== Given entries ==
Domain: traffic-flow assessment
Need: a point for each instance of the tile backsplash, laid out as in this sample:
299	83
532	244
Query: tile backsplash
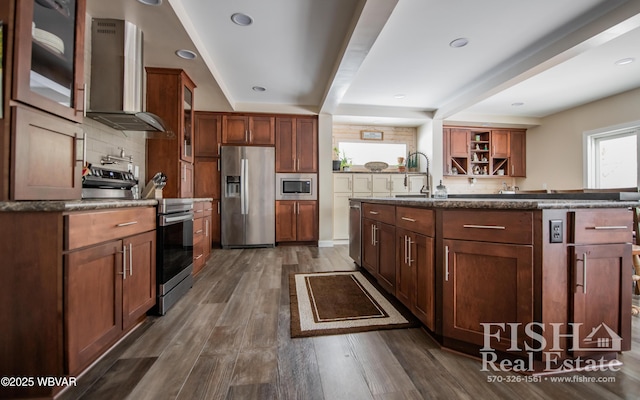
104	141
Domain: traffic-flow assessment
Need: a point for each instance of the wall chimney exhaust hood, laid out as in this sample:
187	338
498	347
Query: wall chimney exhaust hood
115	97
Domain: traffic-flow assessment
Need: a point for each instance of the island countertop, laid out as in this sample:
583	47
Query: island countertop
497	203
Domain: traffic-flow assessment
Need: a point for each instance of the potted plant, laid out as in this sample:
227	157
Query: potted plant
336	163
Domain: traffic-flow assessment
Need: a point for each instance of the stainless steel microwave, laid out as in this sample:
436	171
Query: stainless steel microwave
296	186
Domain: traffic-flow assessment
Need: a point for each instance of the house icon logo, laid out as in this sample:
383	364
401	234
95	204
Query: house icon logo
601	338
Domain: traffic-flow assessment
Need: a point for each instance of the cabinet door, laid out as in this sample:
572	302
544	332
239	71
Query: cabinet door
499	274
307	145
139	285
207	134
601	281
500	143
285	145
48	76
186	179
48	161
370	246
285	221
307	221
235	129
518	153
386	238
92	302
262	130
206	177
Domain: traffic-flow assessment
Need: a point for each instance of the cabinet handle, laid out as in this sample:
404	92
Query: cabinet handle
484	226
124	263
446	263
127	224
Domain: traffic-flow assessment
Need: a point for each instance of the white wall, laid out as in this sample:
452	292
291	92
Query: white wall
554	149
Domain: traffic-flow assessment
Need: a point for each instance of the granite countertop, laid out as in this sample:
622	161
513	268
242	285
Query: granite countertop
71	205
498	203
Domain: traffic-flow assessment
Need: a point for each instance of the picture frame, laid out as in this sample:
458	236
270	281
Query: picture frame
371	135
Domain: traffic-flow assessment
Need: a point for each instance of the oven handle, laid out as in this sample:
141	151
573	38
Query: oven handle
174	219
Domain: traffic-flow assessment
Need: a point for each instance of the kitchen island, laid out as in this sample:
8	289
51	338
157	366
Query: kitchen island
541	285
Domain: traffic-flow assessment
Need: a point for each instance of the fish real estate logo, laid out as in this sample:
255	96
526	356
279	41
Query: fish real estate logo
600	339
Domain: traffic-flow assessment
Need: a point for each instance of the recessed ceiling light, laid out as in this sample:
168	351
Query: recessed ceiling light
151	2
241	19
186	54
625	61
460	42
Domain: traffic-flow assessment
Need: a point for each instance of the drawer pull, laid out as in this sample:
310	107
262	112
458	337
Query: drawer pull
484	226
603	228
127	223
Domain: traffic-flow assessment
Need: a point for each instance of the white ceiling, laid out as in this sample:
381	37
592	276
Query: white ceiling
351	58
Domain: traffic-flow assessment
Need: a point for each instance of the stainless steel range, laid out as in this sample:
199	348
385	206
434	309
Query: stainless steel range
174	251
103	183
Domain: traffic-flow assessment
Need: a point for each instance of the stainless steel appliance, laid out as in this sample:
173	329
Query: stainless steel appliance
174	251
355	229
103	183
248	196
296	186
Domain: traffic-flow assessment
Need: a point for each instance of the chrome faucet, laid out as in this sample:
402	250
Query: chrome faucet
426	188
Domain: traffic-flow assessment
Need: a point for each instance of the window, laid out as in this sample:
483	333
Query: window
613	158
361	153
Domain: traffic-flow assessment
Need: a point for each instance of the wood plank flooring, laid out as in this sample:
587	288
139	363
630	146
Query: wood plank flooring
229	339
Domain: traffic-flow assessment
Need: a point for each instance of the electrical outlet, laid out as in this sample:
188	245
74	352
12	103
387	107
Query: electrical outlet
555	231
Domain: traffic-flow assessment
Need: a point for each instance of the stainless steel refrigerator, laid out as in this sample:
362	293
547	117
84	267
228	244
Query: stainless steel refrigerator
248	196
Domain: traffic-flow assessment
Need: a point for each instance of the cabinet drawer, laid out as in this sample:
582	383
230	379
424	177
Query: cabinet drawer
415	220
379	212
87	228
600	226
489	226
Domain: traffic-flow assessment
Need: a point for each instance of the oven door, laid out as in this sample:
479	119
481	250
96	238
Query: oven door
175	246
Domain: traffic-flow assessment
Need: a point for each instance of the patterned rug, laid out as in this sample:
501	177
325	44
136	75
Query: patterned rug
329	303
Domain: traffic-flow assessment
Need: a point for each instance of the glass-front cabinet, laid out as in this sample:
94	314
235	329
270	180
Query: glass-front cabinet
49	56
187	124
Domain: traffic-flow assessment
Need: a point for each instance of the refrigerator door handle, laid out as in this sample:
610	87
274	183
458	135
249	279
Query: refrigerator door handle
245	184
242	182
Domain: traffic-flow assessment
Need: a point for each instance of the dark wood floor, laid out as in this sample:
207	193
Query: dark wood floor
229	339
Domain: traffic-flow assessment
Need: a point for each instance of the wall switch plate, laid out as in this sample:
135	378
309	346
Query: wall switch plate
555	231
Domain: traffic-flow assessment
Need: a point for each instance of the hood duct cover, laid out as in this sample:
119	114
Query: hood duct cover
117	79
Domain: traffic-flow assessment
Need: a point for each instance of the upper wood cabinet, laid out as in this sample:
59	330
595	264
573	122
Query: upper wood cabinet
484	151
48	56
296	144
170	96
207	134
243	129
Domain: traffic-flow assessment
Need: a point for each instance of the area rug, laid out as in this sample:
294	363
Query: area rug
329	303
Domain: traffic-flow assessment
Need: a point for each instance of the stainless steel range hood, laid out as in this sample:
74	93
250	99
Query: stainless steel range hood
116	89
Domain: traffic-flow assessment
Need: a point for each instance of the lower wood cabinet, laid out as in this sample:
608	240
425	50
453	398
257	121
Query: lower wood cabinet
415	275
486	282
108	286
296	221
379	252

== What to do ==
Could you reproduce all of the material exactly? Keep the pictures out of it.

== Response for this exercise ==
Domain: traffic-flow assessment
Need: a point for each instance of the tile backsplash, laid out as in this sample:
299	83
532	244
Query: tile backsplash
104	141
Domain: traffic-flow assessment
Need: a point for each instance of the wall chimney exhaust hood, laid out as in this sample:
187	338
498	347
Query: wall chimney exhaust hood
115	97
Domain: traffic-flow assessment
Need: a point for each instance of the island countertop, laid out as in this sample:
583	47
Query: island countertop
497	203
Domain: traffic-flow assessment
Need: a point for each instance of the potted plant, laid out as in this sample:
227	157
Query: potted plant
336	163
Domain: traffic-flow assessment
Need: a point for each instance of the stainless steel microwave, laid out as in this sample:
436	171
Query: stainless steel microwave
296	186
Domain: traffic-flow assessment
Need: a point for each instance of the house icon logo, laid out as in this sample:
383	364
401	234
95	204
Query: house icon logo
601	338
Domain: traffic-flow assessment
Need: a point for each instance of the cabinet door, laid out as in this sample:
572	302
544	332
239	71
Query: cabinet door
499	274
307	145
139	285
207	134
601	281
500	143
285	145
48	76
186	179
48	161
370	246
285	221
307	221
235	129
518	153
386	238
92	302
262	130
206	177
Domain: traffic-flow assessment
Need: a point for each instance of the cabinet handle, laid out as in this sample:
404	92
Query: cabinet handle
484	226
124	263
446	263
127	224
Domain: traffic-flow assessment
Need: a point for each instance of the white wall, laid out as in this sample:
452	292
291	92
Query: white wall
554	149
Domain: traffic-flow assessment
Need: a point for each instance of the granite countertop, laid out as in this sample:
622	161
513	268
242	285
Query: granite countertop
71	205
498	203
Domain: traffic-flow assessment
Need: a point for each instance of the picture frame, laid out as in this sample:
458	236
270	281
Query: picture frame
371	135
Domain: traffic-flow assessment
Need: a point for each instance of the oven handle, laid out as in this sample:
141	151
573	38
Query: oven handle
174	219
Domain: traffic-flow assessment
Need: a point for each instance of the kitchen island, laid out as in this sample:
8	289
51	338
157	366
Query: kitchen island
541	285
Domain: traffic-flow assessment
Need: a point for each instance of the fish real estate logo, laid out as in this sample:
255	96
526	356
279	41
Query: fish real estate logo
600	339
Domain: traffic-flow assessment
Need: a point for each instance of the recessed ceiling light, laid out as in this sample:
168	351
Query: recessed ceiling light
151	2
241	19
186	54
625	61
460	42
Domain: traffic-flow assessment
Need: a point for each instance of the drawer pull, laid out as in this sample:
310	107
262	112
458	337
Query: drawer pull
484	226
603	228
127	223
Domain: traffic-flow assessment
Need: a point for each instance of the white ceiling, laid out as in this sample:
381	37
592	276
Query: white ceiling
351	58
Domain: traffic-flow assessment
Need: a point for each instance of the stainless steel range, laid out as in this sample:
199	348
385	206
434	309
Query: stainless steel range
174	251
103	183
Domain: traffic-flow assessment
Need: a point for each instance of the stainless steel appliance, laid out as in this sample:
173	329
Query: stainless steel appliance
174	251
355	229
103	183
248	196
296	186
Domain: traffic-flow assessment
Need: a point for each instance of the chrome faucet, laid out as in this sample:
402	250
Query: chrome faucet
426	188
Domain: traffic-flow assessment
Need: a point for each instance of the window, laid out as in this sample:
483	333
Query: window
613	158
361	153
Domain: traffic-flow assessment
Need: a point for each instance of the wood plank flooring, laid out as in this sample:
587	288
139	363
630	146
Query: wood plank flooring
229	339
Domain: traffic-flow assessment
Need: a point for each instance of the electrical outlet, laid out as in this sample:
188	245
74	352
12	103
387	107
Query: electrical outlet
555	231
Domain: traffic-flow assessment
Need: a point for each instance of the stainless steel refrigerator, laid out as in this sample:
362	293
547	117
84	267
228	244
Query: stainless steel refrigerator
248	196
Domain: traffic-flow assessment
Need: a point for each instance of the cabinet drawer, laid out as in this sample:
582	383
230	379
424	177
Query: cabinet drawer
415	220
379	212
87	228
600	226
489	226
Domain: traffic-flow assessment
Need: a point for each instance of the oven door, laid out as in this sample:
479	119
481	250
96	238
Query: oven door
175	246
Domain: traffic-flow assessment
Need: a point for each instance of the patterned rug, laid out as in this sample:
501	177
325	44
136	75
Query: patterned rug
329	303
Domain: traffic-flow assessment
Need: a point for each instance of the glass-front cabinet, laid out as in this sample:
94	314
235	329
270	180
Query: glass-front cabinet
49	56
187	124
Domain: traffic-flow assessment
Need: a point for each instance of the refrigerator door handle, laid out as in this sample:
610	87
274	183
458	135
249	279
Query: refrigerator door handle
245	184
242	182
Domain: traffic-flow assessment
Need: a point for each instance of the dark wood floor, laid out as in this sample:
207	193
Query: dark wood floor
229	339
Domain: traffic-flow assessment
Need: a point for each instance of the wall switch plate, laid out as in this sample:
135	378
309	346
Query: wall switch plate
555	231
Domain: traffic-flow assessment
Need: a point for each instance of the hood duct cover, laid out as in this sample:
119	114
Query: hood duct cover
117	79
Domain: traffic-flow assessment
Need: a point for each instance of the upper wood cabinet, laid out as in this sample:
59	330
595	264
573	122
Query: upper wood cabinet
484	151
48	56
296	144
170	96
207	134
243	129
Domain: traffic-flow assessment
Need: a point for each instance of the area rug, laid out as in this sample:
294	363
Query: area rug
329	303
Domain: traffic-flow assessment
Need: a point for each instance of the stainless steel range hood, laid out as in this sample:
74	93
250	99
Query: stainless steel range hood
116	89
Domain: traffic-flow assessment
Need: a point for each instance of the lower wood cabinet, laid out as in this sample:
608	240
425	50
453	398
257	121
Query: lower wood cabinet
415	275
486	282
108	286
296	221
379	252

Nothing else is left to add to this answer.